======== SUPPLIED INFORMATION
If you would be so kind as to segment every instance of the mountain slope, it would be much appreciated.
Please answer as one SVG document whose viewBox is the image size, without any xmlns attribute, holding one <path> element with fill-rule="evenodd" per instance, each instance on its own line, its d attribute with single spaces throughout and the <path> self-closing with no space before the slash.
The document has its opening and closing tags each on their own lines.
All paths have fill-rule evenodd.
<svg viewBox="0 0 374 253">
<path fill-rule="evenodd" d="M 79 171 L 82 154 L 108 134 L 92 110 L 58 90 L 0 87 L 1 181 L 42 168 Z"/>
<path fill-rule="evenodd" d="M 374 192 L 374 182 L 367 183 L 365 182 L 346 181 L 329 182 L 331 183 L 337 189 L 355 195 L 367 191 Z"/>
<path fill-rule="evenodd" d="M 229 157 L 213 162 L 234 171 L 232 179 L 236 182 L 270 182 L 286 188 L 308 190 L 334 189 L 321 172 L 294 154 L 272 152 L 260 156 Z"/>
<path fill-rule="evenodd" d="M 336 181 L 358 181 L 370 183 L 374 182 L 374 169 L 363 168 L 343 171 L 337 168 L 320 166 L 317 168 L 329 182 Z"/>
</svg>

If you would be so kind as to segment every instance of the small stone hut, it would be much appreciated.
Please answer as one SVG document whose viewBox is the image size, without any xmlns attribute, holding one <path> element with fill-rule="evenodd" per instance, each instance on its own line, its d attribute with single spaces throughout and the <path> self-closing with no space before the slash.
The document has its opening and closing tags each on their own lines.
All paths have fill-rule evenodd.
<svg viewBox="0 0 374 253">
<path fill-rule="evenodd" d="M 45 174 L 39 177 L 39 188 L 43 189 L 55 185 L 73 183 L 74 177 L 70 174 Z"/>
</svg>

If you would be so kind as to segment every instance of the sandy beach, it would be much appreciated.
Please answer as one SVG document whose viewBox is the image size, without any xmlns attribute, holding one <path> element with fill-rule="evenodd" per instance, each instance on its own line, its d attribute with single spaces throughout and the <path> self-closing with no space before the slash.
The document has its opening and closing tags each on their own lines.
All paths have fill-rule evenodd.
================
Convert the entries above into a JSON array of strings, one string for each line, leaving out the blank lines.

• _RIGHT ANSWER_
[
  "If you would be so kind as to segment every instance of the mountain slope, it would be much appreciated.",
  "Please answer as one SVG document whose viewBox is the image size, without any xmlns attribute, holding one <path> element with fill-rule=\"evenodd\" per instance, each instance on its own line, its d attribute with single spaces throughout and the <path> self-closing with no space before the slash.",
  "The document has its opening and closing tags each on their own lines.",
  "All paths have fill-rule evenodd.",
  "<svg viewBox=\"0 0 374 253\">",
  "<path fill-rule=\"evenodd\" d=\"M 79 171 L 82 154 L 108 134 L 92 110 L 58 90 L 0 87 L 1 181 L 42 168 Z\"/>",
  "<path fill-rule=\"evenodd\" d=\"M 374 192 L 374 182 L 367 183 L 365 182 L 346 181 L 329 182 L 331 183 L 337 189 L 355 195 L 367 191 Z\"/>",
  "<path fill-rule=\"evenodd\" d=\"M 229 157 L 213 162 L 234 171 L 232 179 L 236 182 L 270 182 L 286 188 L 308 190 L 334 189 L 321 172 L 294 154 L 272 152 L 260 156 Z\"/>",
  "<path fill-rule=\"evenodd\" d=\"M 336 181 L 358 181 L 370 183 L 374 182 L 374 169 L 363 168 L 343 171 L 337 168 L 320 166 L 317 168 L 329 182 Z\"/>",
  "</svg>",
  "If you would be so kind as to segment every instance of the small stone hut, it would be much appreciated.",
  "Please answer as one SVG document whose viewBox is the image size, without any xmlns attribute, holding one <path> element with fill-rule=\"evenodd\" per instance, each instance on its own line, its d attribute with single spaces throughout and the <path> self-closing with no space before the slash.",
  "The document has its opening and closing tags each on their own lines.",
  "All paths have fill-rule evenodd.",
  "<svg viewBox=\"0 0 374 253\">",
  "<path fill-rule=\"evenodd\" d=\"M 45 174 L 39 177 L 39 188 L 43 189 L 55 185 L 73 183 L 74 177 L 70 174 Z\"/>",
  "</svg>",
  "If you would be so kind as to segment every instance of the sandy beach, it would be much appreciated.",
  "Please answer as one SVG document whose viewBox is the image size, without any xmlns attribute, holding one <path> element with fill-rule=\"evenodd\" per instance, each instance on its own line, its d attribute with single spaces throughout and the <path> self-closing with no space before the slash.",
  "The document has its opening and closing tags each on their own lines.",
  "All paths have fill-rule evenodd."
]